WHAT IS BEING ASKED: Pick out each line in the material below that contains the string "wall", and copy those lines. Matching is case-sensitive.

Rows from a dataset
-- BEGIN --
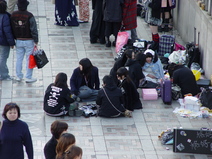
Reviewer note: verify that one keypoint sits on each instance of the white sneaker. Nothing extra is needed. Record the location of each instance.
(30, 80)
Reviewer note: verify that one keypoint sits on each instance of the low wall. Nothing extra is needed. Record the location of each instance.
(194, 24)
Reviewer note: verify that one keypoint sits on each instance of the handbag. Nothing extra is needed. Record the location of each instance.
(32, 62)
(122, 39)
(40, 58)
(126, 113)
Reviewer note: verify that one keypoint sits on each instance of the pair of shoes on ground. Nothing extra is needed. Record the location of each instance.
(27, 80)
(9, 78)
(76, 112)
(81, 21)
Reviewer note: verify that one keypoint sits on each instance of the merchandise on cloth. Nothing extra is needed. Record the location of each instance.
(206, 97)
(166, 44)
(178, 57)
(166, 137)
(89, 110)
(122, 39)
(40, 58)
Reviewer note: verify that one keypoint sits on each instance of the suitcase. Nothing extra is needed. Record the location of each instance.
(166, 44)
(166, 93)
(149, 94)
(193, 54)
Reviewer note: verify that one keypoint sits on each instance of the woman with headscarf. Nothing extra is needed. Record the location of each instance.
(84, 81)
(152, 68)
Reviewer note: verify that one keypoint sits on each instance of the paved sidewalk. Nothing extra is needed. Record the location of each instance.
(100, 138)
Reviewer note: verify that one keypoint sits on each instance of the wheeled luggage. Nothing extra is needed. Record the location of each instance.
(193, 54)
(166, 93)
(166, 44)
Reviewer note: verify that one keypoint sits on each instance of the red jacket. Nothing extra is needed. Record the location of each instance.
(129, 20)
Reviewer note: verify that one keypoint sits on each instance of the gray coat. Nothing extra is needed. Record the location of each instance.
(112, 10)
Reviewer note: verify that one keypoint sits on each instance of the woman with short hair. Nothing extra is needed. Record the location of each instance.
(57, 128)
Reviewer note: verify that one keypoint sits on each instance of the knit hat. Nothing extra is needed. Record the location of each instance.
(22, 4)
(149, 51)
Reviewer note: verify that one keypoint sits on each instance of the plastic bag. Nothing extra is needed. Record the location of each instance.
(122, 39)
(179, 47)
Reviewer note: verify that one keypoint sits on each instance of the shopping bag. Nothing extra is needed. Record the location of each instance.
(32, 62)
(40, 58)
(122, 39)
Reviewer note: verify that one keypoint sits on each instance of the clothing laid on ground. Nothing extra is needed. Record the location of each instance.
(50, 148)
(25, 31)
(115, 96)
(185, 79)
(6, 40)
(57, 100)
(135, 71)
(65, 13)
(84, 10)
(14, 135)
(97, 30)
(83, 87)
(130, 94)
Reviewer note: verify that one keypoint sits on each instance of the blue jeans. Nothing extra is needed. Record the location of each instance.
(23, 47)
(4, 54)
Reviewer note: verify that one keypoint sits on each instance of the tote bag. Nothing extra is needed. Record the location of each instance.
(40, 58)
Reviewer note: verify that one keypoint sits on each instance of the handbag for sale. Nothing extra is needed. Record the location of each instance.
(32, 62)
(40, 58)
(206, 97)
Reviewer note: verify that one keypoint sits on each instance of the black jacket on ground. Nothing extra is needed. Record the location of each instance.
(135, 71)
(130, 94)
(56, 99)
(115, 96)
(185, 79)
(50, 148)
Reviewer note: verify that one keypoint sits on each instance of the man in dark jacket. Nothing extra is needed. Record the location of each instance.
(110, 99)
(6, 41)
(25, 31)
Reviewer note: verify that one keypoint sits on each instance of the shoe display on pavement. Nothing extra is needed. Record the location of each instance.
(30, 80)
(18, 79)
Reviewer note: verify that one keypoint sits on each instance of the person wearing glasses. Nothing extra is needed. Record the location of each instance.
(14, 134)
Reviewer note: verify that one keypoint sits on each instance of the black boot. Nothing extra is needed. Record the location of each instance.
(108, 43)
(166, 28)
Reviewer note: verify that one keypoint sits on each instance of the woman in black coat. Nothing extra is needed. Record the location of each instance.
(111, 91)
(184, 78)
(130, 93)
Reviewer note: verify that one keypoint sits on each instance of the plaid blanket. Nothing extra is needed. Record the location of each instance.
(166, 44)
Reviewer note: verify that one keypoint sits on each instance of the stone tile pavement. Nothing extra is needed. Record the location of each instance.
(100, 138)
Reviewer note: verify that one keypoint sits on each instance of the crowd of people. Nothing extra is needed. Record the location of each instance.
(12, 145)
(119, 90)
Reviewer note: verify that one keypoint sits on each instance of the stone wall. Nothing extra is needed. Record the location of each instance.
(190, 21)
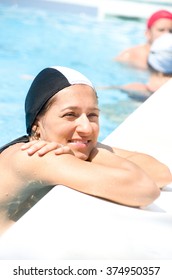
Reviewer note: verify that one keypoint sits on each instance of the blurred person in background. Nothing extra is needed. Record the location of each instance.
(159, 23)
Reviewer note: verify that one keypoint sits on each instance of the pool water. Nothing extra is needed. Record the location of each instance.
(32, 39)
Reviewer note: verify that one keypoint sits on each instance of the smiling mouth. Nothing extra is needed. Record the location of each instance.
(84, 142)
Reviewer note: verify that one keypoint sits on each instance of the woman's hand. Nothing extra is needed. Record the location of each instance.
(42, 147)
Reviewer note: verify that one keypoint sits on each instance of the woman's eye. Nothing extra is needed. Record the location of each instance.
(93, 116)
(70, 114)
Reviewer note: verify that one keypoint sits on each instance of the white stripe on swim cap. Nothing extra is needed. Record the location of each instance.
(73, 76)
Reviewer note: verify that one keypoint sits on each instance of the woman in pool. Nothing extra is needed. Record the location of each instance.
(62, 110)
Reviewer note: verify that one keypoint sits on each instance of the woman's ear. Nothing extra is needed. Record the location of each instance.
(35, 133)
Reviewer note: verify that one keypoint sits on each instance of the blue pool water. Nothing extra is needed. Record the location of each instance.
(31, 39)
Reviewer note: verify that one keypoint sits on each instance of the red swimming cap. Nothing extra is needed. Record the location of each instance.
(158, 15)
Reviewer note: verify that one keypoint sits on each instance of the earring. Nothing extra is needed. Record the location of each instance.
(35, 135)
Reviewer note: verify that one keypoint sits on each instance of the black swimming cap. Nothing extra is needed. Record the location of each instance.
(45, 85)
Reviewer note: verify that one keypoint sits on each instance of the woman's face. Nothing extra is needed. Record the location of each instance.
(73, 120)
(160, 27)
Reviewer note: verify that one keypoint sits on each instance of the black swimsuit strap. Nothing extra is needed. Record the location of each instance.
-- END --
-- BEGIN --
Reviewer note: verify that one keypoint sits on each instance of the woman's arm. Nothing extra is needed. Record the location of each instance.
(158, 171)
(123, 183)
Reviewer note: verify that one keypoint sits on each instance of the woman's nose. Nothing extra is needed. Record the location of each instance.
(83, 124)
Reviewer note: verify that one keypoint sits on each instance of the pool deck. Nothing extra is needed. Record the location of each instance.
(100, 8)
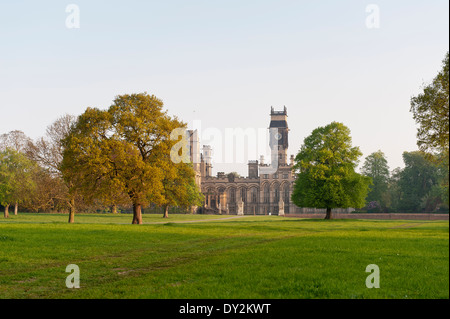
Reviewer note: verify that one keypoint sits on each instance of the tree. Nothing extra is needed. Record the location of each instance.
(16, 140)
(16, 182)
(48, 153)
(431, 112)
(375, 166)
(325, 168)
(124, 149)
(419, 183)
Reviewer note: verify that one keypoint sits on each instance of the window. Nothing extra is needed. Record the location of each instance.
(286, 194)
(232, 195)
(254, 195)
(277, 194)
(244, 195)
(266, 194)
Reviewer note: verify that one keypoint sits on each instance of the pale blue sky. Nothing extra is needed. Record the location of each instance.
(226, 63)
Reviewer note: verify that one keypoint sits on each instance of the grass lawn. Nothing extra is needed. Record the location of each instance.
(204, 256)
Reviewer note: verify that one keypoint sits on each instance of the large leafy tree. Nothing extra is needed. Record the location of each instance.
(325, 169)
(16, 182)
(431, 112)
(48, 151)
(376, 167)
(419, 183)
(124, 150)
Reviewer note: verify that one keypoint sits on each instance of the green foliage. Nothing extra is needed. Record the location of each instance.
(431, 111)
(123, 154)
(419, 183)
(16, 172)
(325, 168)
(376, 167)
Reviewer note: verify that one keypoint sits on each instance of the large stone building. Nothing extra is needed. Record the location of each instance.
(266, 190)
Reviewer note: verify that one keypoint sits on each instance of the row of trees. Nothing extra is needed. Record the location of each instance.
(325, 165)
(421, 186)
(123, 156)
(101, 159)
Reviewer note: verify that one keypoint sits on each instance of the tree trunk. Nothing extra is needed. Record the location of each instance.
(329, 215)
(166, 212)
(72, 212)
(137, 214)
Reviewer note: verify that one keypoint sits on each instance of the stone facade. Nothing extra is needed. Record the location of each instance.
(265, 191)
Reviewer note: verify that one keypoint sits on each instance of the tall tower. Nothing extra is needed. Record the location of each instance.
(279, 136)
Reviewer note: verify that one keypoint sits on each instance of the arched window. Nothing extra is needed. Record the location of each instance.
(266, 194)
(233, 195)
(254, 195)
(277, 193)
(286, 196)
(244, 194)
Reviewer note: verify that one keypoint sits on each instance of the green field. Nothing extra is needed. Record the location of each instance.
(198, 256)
-- END --
-- BEGIN --
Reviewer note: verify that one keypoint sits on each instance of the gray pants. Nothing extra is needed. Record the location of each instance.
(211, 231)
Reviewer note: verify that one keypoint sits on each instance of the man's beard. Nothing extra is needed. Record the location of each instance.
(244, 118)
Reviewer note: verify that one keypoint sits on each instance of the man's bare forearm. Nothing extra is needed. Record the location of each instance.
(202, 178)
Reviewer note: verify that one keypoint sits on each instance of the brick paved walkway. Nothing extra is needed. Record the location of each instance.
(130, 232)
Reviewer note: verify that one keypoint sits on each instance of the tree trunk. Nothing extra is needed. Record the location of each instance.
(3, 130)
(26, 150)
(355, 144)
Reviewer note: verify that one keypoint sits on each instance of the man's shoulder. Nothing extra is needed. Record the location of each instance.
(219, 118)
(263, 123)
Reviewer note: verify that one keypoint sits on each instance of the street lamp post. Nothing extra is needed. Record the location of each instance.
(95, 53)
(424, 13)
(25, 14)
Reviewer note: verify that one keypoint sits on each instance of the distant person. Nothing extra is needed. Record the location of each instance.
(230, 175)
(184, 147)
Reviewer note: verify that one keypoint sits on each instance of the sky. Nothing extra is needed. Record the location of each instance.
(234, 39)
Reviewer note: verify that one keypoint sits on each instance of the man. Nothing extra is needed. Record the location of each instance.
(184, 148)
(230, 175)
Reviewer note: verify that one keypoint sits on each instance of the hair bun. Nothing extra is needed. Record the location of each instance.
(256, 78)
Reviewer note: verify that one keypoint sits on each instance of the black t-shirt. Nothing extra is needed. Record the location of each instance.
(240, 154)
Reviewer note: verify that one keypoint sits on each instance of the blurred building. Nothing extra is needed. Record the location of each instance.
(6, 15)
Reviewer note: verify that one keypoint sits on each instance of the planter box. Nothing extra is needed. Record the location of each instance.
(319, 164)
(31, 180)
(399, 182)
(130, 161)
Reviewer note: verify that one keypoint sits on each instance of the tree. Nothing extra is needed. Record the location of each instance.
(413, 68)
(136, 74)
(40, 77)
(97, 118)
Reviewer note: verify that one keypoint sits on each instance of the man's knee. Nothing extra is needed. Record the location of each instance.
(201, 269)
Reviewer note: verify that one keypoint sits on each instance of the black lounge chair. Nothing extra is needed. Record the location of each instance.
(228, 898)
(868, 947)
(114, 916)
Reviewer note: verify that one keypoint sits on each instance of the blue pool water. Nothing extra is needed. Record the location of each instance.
-- END --
RESULT:
Reviewer note: verify that one keypoint sits on each instance of the low wall. Nothing extra is needed. Record the location of each instance.
Reviewer note: verify that one keypoint sits on each instance of the stone wall. Nothing extra is needed. Record the location of each instance.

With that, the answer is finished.